Outline labeling records
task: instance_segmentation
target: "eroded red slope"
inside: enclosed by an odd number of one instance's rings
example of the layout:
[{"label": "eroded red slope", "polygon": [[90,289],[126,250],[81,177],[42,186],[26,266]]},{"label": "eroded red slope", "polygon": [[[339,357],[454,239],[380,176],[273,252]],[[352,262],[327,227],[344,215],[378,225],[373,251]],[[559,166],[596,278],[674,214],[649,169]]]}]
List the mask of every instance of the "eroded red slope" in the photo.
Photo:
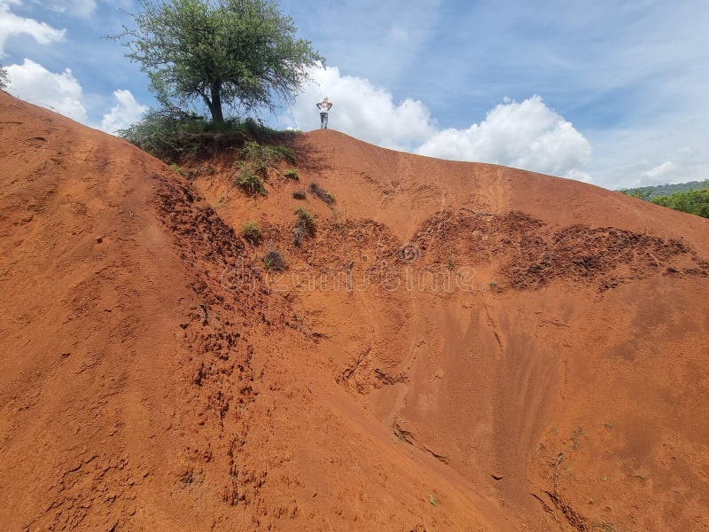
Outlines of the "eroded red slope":
[{"label": "eroded red slope", "polygon": [[4,528],[516,528],[362,411],[168,167],[4,93],[0,122]]}]

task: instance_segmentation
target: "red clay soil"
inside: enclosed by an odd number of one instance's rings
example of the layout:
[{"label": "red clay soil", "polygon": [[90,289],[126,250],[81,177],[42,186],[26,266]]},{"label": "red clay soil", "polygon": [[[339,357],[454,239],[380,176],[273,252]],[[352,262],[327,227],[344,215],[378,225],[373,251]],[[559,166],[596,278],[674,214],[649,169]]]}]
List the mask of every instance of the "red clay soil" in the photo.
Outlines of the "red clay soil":
[{"label": "red clay soil", "polygon": [[706,220],[332,130],[247,197],[4,93],[0,140],[2,529],[709,529]]}]

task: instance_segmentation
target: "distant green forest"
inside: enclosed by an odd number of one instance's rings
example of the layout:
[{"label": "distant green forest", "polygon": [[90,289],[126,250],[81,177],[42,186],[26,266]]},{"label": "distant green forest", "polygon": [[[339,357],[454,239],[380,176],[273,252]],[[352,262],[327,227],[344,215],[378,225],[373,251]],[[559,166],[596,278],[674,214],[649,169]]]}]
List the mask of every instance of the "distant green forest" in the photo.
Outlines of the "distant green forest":
[{"label": "distant green forest", "polygon": [[650,201],[660,196],[670,196],[675,192],[689,192],[690,191],[699,191],[702,189],[709,189],[709,179],[704,181],[690,181],[690,183],[678,183],[677,184],[658,184],[657,186],[620,189],[618,192],[623,192],[628,196],[633,196],[638,200]]},{"label": "distant green forest", "polygon": [[709,179],[623,189],[619,192],[656,205],[709,218]]}]

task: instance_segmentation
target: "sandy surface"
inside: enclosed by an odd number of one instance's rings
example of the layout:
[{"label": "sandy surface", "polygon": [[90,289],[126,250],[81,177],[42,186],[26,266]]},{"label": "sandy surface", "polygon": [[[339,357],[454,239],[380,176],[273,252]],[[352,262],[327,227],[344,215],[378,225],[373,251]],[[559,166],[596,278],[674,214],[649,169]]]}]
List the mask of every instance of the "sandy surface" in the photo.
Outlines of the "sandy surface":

EXERCISE INSTRUCTIONS
From start to finish, output the listing exactly, but omit its pictures.

SOLUTION TO THIS TASK
task: instance_segmentation
target: "eroded red slope"
inside: enclosed by an odd number of one instance's rings
example of the layout:
[{"label": "eroded red slope", "polygon": [[90,289],[126,250],[81,177],[42,186],[26,266]]},{"label": "eroded red slope", "polygon": [[[339,357],[454,239],[380,176],[273,252]],[[352,262],[327,227],[344,215],[378,225],[373,251]],[[559,166],[596,278],[674,214],[649,169]]]}]
List the mask of every instance of the "eroded red slope" in the photo.
Photo:
Outlines of the "eroded red slope":
[{"label": "eroded red slope", "polygon": [[4,528],[516,528],[362,411],[168,167],[4,93],[0,122]]}]

task: instance_segmentation
target: "red clay soil"
inside: enclosed by an odd number of one instance's rings
example of the layout:
[{"label": "red clay soil", "polygon": [[90,289],[126,250],[81,177],[42,186],[26,266]]},{"label": "red clay soil", "polygon": [[[339,357],[454,239],[380,176],[273,252]],[[352,262],[327,227],[344,215],[378,225],[373,251]],[[559,166],[596,278],[674,214],[649,169]]]}]
List the mask of every instance of the "red clay soil" in the photo.
Outlines of the "red clay soil":
[{"label": "red clay soil", "polygon": [[706,220],[332,130],[247,197],[4,93],[0,140],[2,529],[709,529]]}]

task: instance_segmentation
target: "distant green forest"
inside: enclosed by an odd number of one instance's rings
example of the layout:
[{"label": "distant green forest", "polygon": [[90,289],[126,250],[81,177],[42,186],[26,266]]},{"label": "distant green forest", "polygon": [[[339,357],[454,239],[380,176],[273,252]],[[352,262],[327,227],[344,215],[378,225],[373,251]],[[559,166],[596,278],[674,214],[649,169]]]}]
List the mask of every instance of the "distant green forest" in the photo.
Outlines of the "distant green forest":
[{"label": "distant green forest", "polygon": [[650,201],[660,196],[670,196],[675,192],[689,192],[690,191],[699,191],[702,189],[709,189],[709,179],[704,181],[690,181],[690,183],[678,183],[677,184],[658,184],[657,186],[620,189],[618,192],[623,192],[628,196],[633,196],[638,200]]},{"label": "distant green forest", "polygon": [[709,179],[623,189],[619,192],[656,205],[709,218]]}]

task: instance_segmentation
target: "sandy surface"
inside: enclosed by an odd number of one instance's rings
example of the layout:
[{"label": "sandy surface", "polygon": [[90,289],[126,250],[81,177],[42,186],[26,266]]},{"label": "sandy surface", "polygon": [[[339,357],[454,239],[380,176],[273,252]],[[352,262],[327,227],[344,215],[378,225],[373,251]],[[559,166],[596,278],[674,214],[649,169]]]}]
List the mask of every instance of the "sandy surface" in the photo.
Outlines of the "sandy surface":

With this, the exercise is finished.